[EXERCISE AIM] All lines from the opening of the data to the line containing "of the person" must be returned unchanged, and only those lines.

[Referring expression pointing data]
--------------------

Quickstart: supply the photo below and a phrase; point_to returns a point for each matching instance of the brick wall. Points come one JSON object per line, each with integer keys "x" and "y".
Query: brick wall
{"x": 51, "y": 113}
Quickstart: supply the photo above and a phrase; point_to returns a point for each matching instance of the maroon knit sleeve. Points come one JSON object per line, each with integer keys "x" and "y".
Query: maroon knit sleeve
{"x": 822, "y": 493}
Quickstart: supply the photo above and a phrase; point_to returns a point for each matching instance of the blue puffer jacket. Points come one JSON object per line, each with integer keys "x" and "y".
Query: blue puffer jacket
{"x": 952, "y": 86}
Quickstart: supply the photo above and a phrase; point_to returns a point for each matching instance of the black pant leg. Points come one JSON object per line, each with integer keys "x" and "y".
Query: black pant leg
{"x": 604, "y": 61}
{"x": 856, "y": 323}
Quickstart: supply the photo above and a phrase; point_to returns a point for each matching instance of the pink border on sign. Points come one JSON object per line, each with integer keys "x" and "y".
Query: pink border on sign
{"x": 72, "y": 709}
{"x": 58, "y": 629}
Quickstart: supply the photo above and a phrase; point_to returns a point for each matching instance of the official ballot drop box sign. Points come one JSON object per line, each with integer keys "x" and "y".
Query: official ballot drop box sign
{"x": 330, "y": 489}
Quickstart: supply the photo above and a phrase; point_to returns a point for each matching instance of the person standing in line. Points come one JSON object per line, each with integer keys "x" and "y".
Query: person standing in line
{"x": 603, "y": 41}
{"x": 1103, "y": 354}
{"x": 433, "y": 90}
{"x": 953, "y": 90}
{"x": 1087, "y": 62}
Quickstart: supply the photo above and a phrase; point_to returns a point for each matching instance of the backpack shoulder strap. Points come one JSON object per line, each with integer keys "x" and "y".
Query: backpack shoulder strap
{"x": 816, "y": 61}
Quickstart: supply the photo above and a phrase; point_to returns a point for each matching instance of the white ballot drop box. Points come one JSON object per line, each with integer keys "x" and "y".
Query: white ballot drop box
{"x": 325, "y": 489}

--------------------

[ANSWER FOR THE TASK]
Quickstart: supply the photo below and a phrase; point_to returns a point for each matching instance of the brick wall. Points come one JSON object per line, each with integer keys "x" and "y".
Query: brick wall
{"x": 51, "y": 113}
Quickstart: supply the photo above and a phrase; point_to returns a point for each matching instance of the maroon knit sleeve. Points come one JSON object per line, each with integer keys "x" and "y".
Query: maroon knit sleeve
{"x": 822, "y": 493}
Quickstart: supply the photo above and a phrase; point_to returns a point for each matching instance of the blue puffer jacket. Points come one JSON object per line, each with integer keys "x" and "y".
Query: blue puffer jacket
{"x": 952, "y": 86}
Quickstart: supply the photo above and a phrase; point_to returns a point for each matching instance of the black pant leg. Points come one JSON object per line, each with integer keys "x" and "y".
Query: black pant leg
{"x": 604, "y": 61}
{"x": 856, "y": 323}
Quickstart: supply the photo above and a phrase; point_to returns a point for each matching instance of the pink border on sign. Points come one JSON object per line, each with integer keys "x" and "y".
Query: pink border on sign
{"x": 72, "y": 709}
{"x": 58, "y": 629}
Quickstart: supply the photo above and a phrase; point_to returns a point for each matching instance of the official ballot drop box sign. Points come one JSON object per line, each with integer keys "x" and "y".
Query: official ballot drop box sign
{"x": 330, "y": 489}
Quickstart: supply the photo above and a phrase; point_to returns a point for each matching instance of the person standing in line. Points come one JSON object per line, each with integer keys "x" and "y".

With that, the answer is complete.